INSTRUCTIONS TO FOLLOW:
Extract all records. Keep each one exact.

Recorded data
***

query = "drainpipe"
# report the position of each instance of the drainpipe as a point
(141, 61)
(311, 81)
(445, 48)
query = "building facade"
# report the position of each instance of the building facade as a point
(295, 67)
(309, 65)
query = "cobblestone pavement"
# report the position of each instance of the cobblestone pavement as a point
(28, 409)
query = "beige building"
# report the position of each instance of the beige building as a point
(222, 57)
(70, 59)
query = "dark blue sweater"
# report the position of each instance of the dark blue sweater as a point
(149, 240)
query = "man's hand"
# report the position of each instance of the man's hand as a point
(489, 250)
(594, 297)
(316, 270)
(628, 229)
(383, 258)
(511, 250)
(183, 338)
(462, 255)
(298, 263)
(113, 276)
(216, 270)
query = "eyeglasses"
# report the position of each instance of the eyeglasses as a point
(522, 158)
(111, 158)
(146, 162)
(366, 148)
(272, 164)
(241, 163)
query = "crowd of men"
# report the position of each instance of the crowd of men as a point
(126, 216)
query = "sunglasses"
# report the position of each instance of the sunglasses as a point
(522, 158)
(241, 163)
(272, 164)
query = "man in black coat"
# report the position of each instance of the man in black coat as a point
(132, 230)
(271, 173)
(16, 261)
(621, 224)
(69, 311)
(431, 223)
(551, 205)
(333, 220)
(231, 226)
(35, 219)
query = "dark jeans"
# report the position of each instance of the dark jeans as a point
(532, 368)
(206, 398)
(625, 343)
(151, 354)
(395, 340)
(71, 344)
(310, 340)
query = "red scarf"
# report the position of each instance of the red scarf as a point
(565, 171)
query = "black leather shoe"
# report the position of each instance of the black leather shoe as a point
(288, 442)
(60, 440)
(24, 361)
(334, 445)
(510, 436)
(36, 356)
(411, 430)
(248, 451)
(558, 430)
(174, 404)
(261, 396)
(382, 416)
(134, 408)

***

THE RESULT:
query = "drainpipe"
# report the position of each instance of the drainpipe as a point
(141, 61)
(311, 81)
(445, 48)
query = "building facade"
# report the position of each instance of the building facade as a point
(295, 67)
(309, 65)
query = "cobblestone pavement"
# report the position of each instance of the cobblestone pavement as a point
(28, 409)
query = "beige building"
# report the position of each instance of the beige building as a point
(222, 57)
(70, 59)
query = "dark blue sweater"
# report the position of each instance of the dark blue sweater as a point
(149, 240)
query = "man's hand"
# report the position of each instance of the man's hand as a point
(489, 250)
(594, 297)
(316, 270)
(628, 229)
(383, 258)
(511, 250)
(183, 338)
(462, 255)
(298, 263)
(113, 276)
(216, 270)
query = "eyeglasses"
# report the position of each instance of the eyeglasses as a point
(522, 158)
(111, 158)
(146, 162)
(366, 148)
(272, 164)
(241, 163)
query = "crowd of men"
# report the position of each instance of the crowd of men as a point
(126, 216)
query = "sunglasses"
# report the position of each instance of the sunglasses as a point
(522, 158)
(241, 163)
(272, 164)
query = "man in black coat"
# report the position of each instance of the man in black coat as a point
(132, 230)
(271, 173)
(16, 261)
(621, 224)
(69, 311)
(431, 223)
(551, 205)
(333, 220)
(231, 226)
(35, 219)
query = "dark jeans"
# report the position of each instance of the dark jeans as a point
(532, 368)
(206, 398)
(625, 343)
(151, 354)
(395, 340)
(71, 344)
(310, 340)
query = "red scarf"
# report the position of each instance of the red scarf as a point
(565, 171)
query = "black leather shoe"
# report the position of each instance of the black leather shoe as a point
(288, 442)
(60, 440)
(24, 361)
(334, 445)
(510, 436)
(36, 356)
(411, 430)
(248, 451)
(558, 430)
(174, 404)
(261, 396)
(382, 416)
(134, 408)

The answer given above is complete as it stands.